What this task involves => Quote exactly the lines running from the line with "banner accordingly in the photo above." to the end of the entries, including both, and nothing else.

Study material =>

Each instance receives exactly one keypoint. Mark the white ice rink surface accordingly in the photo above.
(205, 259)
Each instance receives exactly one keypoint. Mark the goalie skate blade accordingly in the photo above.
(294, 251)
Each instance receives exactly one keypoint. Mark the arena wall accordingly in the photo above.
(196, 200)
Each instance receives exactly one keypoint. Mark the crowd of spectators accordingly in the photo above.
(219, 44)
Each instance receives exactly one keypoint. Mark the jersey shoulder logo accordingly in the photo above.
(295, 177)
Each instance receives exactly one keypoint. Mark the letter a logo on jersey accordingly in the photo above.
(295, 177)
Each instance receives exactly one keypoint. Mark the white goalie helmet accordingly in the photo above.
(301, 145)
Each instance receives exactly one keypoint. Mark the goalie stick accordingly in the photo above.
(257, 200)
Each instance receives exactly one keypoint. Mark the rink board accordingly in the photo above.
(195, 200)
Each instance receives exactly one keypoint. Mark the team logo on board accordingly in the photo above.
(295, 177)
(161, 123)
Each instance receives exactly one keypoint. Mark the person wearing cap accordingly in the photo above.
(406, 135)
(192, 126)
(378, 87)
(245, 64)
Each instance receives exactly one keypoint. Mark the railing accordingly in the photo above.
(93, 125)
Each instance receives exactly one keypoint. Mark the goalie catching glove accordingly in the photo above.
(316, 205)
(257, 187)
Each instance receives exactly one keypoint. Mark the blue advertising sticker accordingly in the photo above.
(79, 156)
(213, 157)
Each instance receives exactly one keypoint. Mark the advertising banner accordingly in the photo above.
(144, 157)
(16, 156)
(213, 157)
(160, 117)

Answer space =>
Each instance receives exactly one keypoint. Mark the advertising banner accordingly in the photo above.
(144, 157)
(16, 156)
(213, 157)
(160, 117)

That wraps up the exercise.